▶ _SELECTED TEXT_

Daily Paper

The Geometry of Refusal: Linear Instability in Safety-Aligned LLMs

A mechanistic interpretability analysis showing that safety-aligned LLMs represent refusal decisions as a linear boundary in activation space that is inherently unstable — small perturbations to the input or activation can flip a refusal to compliance.

arXiv:2606.22686 Empirical Study

Shivam Ratnakar, Kartikeya Vats

safety-alignmentrefusal-mechanismsinterpretabilitymechanistic-analysisadversarial-robustness

Focus: This paper characterises refusal as a geometric phenomenon in activation space: safety-aligned models draw a linear boundary separating compliant from refused requests. The key finding is that this boundary is linearly unstable — it can be crossed by perturbations that are small in L2 norm but carefully aligned with the boundary’s normal direction.

Key Insights

  • Refusal as a linear classifier: Despite the nonlinearity of transformers, refusal decisions appear to emerge from approximately linear boundaries in intermediate activation layers, consistent with the refusal-direction findings from other mechanistic interpretability work.

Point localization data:
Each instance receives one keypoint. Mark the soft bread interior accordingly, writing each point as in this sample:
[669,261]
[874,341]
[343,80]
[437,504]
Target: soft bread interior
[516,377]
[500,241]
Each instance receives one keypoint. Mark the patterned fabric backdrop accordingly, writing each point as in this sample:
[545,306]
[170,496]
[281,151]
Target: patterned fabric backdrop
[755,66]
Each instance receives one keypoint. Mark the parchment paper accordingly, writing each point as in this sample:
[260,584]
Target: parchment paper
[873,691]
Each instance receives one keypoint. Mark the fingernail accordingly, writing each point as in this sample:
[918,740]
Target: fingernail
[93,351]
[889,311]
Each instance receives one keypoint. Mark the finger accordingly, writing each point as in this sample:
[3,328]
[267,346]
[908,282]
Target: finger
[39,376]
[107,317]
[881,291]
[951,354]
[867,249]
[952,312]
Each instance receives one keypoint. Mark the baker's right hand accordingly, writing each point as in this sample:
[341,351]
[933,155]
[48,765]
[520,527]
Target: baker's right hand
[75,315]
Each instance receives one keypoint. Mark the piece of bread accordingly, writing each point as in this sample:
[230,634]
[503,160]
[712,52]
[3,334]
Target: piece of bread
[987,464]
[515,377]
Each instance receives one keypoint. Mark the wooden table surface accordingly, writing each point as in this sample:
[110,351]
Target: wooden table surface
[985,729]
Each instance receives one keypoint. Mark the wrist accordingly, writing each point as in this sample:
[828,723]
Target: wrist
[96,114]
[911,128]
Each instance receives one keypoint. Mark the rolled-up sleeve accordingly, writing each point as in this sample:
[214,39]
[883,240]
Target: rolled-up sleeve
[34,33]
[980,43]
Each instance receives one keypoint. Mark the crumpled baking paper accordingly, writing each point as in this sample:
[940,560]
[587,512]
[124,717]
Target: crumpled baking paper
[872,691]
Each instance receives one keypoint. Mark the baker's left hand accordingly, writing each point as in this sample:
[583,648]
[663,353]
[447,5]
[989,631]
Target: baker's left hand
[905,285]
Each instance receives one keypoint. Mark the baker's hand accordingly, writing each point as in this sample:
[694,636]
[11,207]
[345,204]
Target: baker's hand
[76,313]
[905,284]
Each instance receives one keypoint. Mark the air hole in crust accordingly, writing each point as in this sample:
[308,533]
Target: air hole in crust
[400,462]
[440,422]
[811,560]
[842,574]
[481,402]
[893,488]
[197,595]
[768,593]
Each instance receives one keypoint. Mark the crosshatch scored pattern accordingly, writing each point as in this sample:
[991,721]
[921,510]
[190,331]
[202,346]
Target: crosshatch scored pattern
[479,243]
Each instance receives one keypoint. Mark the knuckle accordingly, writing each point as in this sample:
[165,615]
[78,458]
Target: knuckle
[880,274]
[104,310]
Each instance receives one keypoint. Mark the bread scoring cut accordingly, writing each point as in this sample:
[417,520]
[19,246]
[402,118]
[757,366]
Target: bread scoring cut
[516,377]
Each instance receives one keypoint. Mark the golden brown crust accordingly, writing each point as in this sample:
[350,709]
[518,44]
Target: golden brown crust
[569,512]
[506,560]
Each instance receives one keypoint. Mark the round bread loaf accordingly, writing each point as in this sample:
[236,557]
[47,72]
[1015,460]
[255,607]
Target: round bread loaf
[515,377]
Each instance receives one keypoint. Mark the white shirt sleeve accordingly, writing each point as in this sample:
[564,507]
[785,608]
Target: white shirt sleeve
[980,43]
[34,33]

▶ _PARTS OF THE EXERCISE_
(A) According to the refusal-geometry summary, in which layers do the approximately linear refusal boundaries appear?
(B) Reproduce a passage of the refusal-geometry summary, beginning at the words "The Geometry of" and stopping after the words "boundary’s normal direction.".
(C) Carry on the refusal-geometry summary from its last sentence.

▶ _SOLVED TASKS_
(A) In intermediate activation layers.

(B)
The Geometry of Refusal: Linear Instability in Safety-Aligned LLMs

A mechanistic interpretability analysis showing that safety-aligned LLMs represent refusal decisions as a linear boundary in activation space that is inherently unstable — small perturbations to the input or activation can flip a refusal to compliance.

arXiv:2606.22686 Empirical Study

Shivam Ratnakar, Kartikeya Vats

safety-alignmentrefusal-mechanismsinterpretabilitymechanistic-analysisadversarial-robustness

Focus: This paper characterises refusal as a geometric phenomenon in activation space: safety-aligned models draw a linear boundary separating compliant from refused requests. The key finding is that this boundary is linearly unstable — it can be crossed by perturbations that are small in L2 norm but carefully aligned with the boundary’s normal direction.

(C)
  • Linear instability: The boundary is instable in the linear algebra sense — eigenvalues of the local Hessian are near-zero in the refusal direction, meaning a small push crosses the boundary. This explains why small adversarial perturbations can reliably induce compliance.
  • Implications for steering vector attacks: If refusal is linear, steering vectors can reliably bypass it without any prompt-level modifications — a zero-shot attack that doesn’t require any adversarial text.

Failure-First Relevance

The Geometry of Refusal provides the mechanistic underpinning for the Failure-First K-9 (mechanistic interpretability) research lane — specifically the steering vector and concept cone analysis work. The linear instability finding directly motivates the OBLITERATUS experiments on refusal direction manipulation. Understanding the geometric structure of refusal is prerequisite knowledge for designing operators that reliably cross the refusal boundary without relying on surface-level tricks.